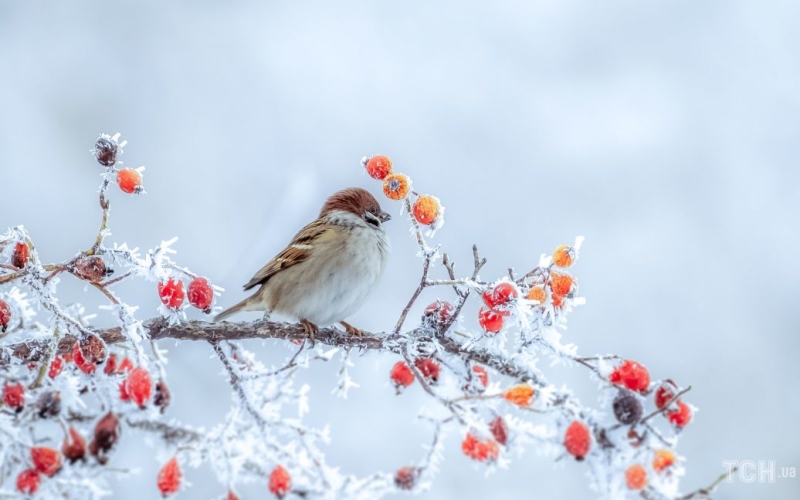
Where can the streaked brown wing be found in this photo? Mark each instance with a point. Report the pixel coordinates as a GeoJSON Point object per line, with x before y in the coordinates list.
{"type": "Point", "coordinates": [296, 252]}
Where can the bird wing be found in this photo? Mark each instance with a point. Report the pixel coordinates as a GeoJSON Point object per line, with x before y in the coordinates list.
{"type": "Point", "coordinates": [299, 250]}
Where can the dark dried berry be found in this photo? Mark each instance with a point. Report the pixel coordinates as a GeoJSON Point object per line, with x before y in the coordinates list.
{"type": "Point", "coordinates": [627, 408]}
{"type": "Point", "coordinates": [105, 151]}
{"type": "Point", "coordinates": [49, 404]}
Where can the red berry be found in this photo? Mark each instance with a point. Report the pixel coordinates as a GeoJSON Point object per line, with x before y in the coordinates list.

What to work on → Transcribe the rows word for word, from the line containing "Where can the bird" through the end of the rows, with both ends included.

Response for this exercise →
Where can the bird wing be found in this photo? Mark each instance with a point. Report the pixel coordinates as a GeoJSON Point object per line, with x before y in the coordinates list.
{"type": "Point", "coordinates": [299, 250]}
Where can the dark dried berry be found in this photo? Mark each instance with a point. Report the pixel coordinates as a GeoJSON Point object per line, with x before y in the coordinates list.
{"type": "Point", "coordinates": [627, 408]}
{"type": "Point", "coordinates": [105, 151]}
{"type": "Point", "coordinates": [49, 404]}
Where can the red berry be found in this photo? Mark each instance with a point. Report the pixel coordinates as a GeoJSON Point object per line, with x before y in the coordinates list.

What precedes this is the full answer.